Stored records
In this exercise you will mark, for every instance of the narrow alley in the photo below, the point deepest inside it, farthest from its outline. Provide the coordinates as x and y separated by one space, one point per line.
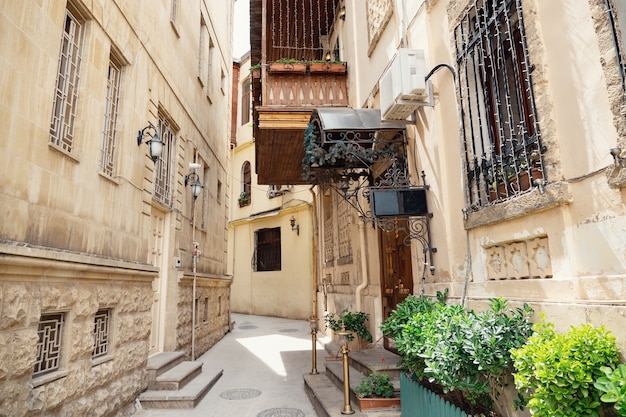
263 359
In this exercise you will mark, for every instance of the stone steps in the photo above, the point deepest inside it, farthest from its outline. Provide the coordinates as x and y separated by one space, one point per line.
325 390
176 383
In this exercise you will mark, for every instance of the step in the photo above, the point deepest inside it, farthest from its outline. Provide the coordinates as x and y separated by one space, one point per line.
187 397
376 359
162 362
178 376
327 400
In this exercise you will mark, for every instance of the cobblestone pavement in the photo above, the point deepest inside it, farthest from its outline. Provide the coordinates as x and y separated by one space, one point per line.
263 359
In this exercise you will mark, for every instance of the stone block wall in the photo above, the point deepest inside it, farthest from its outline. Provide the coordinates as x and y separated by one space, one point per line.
83 386
212 314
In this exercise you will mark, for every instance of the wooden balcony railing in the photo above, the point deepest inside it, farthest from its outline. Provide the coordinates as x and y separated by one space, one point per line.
305 90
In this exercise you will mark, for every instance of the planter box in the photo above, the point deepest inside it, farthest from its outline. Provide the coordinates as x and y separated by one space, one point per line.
336 68
371 404
514 187
299 67
418 401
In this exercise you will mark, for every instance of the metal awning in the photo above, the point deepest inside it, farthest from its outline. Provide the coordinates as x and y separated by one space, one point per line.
347 119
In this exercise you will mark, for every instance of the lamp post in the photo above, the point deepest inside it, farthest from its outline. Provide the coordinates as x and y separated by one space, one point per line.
313 323
343 341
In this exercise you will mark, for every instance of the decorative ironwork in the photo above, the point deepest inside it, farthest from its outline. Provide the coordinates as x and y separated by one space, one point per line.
50 333
101 333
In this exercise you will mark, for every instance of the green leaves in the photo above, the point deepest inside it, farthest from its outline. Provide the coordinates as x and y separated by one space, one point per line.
353 322
375 385
613 387
558 371
458 349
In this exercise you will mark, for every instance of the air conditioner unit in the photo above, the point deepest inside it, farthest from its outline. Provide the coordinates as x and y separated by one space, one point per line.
403 86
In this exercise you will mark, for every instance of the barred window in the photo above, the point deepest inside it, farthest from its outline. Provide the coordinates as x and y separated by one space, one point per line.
102 322
49 347
246 102
163 168
109 130
501 141
66 91
267 249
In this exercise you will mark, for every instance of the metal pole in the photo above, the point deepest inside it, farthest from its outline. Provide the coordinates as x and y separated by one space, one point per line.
347 408
313 323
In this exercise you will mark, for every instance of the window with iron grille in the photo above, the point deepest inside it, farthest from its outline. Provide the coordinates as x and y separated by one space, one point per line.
50 343
246 102
102 322
267 249
66 91
163 168
107 151
501 142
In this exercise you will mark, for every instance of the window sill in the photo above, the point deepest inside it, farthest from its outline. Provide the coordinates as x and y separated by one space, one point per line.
556 194
47 378
102 359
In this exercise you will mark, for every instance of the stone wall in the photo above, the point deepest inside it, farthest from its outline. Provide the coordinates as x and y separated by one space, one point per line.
212 314
82 386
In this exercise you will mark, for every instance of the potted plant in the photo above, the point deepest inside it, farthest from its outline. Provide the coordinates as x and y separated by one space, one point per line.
376 391
244 198
336 67
613 387
352 322
255 71
557 371
288 65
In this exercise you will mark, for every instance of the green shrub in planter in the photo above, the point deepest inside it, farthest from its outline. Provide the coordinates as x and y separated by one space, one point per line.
375 385
557 371
612 386
460 350
353 322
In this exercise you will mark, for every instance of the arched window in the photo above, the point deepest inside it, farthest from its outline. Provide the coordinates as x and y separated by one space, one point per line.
246 178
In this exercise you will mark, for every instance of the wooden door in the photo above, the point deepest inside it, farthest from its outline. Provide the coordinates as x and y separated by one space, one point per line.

Challenge: All the lines above are to be given again exactly as they read, with the pictures removed.

Expected answer:
In this exercise you will mark, for every instance of the narrow alley in the photo below, the point deepest inside it, farthest from its outline. Provide the coordinates as x and y separated by one space, one point per line.
263 359
In this exercise you will mark, for every instance of the stone steps in the photo above, the point deepest inside it, farthest from its outline. Provide the coordinates as x and y separated by one space, one point per line.
325 390
176 383
In this exercise you will mark, for every instance of the step in the photo above, the point deepest inside it, farthest from its outline. Provide the coordinates as x and y separated by one space, one point per line.
187 397
376 359
162 362
178 376
327 400
In this exercise you will mark, for every instance of the cobblestone pavement in the photo above, the point deepest inside it, farthest from its outline. Provide the coordinates as x and y separated by one space, one point per line.
263 359
In this exercise you will mark, for every instance of the stone block wall in the photo above, the point deepest inside it, farthest from its outline. Provide the coordinates as x and y separated by one space, one point per line.
83 386
212 314
In this exercise you will mark, for every instance of the wooden balcony railing in the photo above, the point deepest inside it, farthest from its outline. Provide the coordinates as x and y separated by one space, one point per line.
305 90
In this exercise you will mark, for every instance of the planter box in the photo above, the point deepest inside it, farthest from its outline. Provide the coordinates as x and y separated by one space, one point per line.
336 68
371 404
514 187
299 67
418 401
In this exercise you will mark, for every instance of the metal awning in the photo above, the point deepest inside it, farthest from its outline. Provide the coordinates as x and y separated by one space, one point per line.
347 119
In this exercise you will mark, for every instance of the lamp post in the photo above, the point deepest inside it, farthest from its outline. Provide the coordinates as x and y separated by one space, one point per line.
313 323
343 341
In this exercise you will mark, for every instance of the decorative ironwork in the photo above, the point deepest inside it, farthest from its outline. Provide the coordinates as x and y separated by one space, one point per line.
50 333
101 333
In this exercise you will mark, for every instance of the green leaves in the photo above, the point deepest inside it, farthest from its outline. Provide the coordinates as x and y separated by one space, one point per line.
353 322
375 385
613 387
558 371
458 349
In this exercise you will mark, for every instance of the air conditioner unit in the photo above, the point deepest inside it, farthest from its outline. Provide the coordinates as x and y separated by one space, one point per line.
403 86
In this exercise you will mark, for every instance of the barred window in the photo above, the point deepest inside it, farthest from its outline. Provide the coordinates as x and y separated by one space, one point per line.
102 322
49 347
246 102
163 168
109 130
501 141
66 91
267 249
In this exercise you will mark, for every instance of the metal pole in the photo above, the point deepest inside it, farthest from its outline. Provide the coordinates as x and y separated by one space, one point per line.
347 408
313 323
In this exercise you will mark, for every instance of the window with iron grille in the photo above, the point deepest inside it, farthest from its outline. Provide the coordinates as x and y separated by one space, one point per line.
50 343
246 102
102 322
267 249
66 91
163 168
107 151
501 142
In this exercise you will mark, for every instance of the window sill in the photo above, the point deepest inside it, farthest from its outline. Provide the coordinates as x and y separated by one space, one point per line.
556 194
47 378
102 359
In this exercise you will mark, for every instance of the stone wall in the photo above, the point deepest inside it, farthest from its outline. Provide the coordinates as x and y separated by one space, one point per line.
212 314
82 386
In this exercise you will mark, for every instance of the potted plant in the photo above, the point deepest inside it, farthest from its outline. Provide the coordinates as x and y separated by one space, one point per line.
376 391
244 198
336 67
613 387
352 322
255 71
557 371
288 65
In this exercise you will mark, for every instance of the green shrub in planter in the photo above, the point deepest inside it, farthest from its outline. Provide the coordinates as x and y separated by one space, one point per line.
375 385
557 371
612 386
460 350
353 322
In this exercise you will mark, for every instance of the arched window in the photo above, the point deepest inside it, farthest from its outline. Provide the coordinates as x and y separated by one space, one point per line.
246 178
In this exercise you will mark, for every instance of the wooden door in the photo above, the point deepest inside it, farthest from its outline. Provide the coordinates as x and y separated by one space, one point per line.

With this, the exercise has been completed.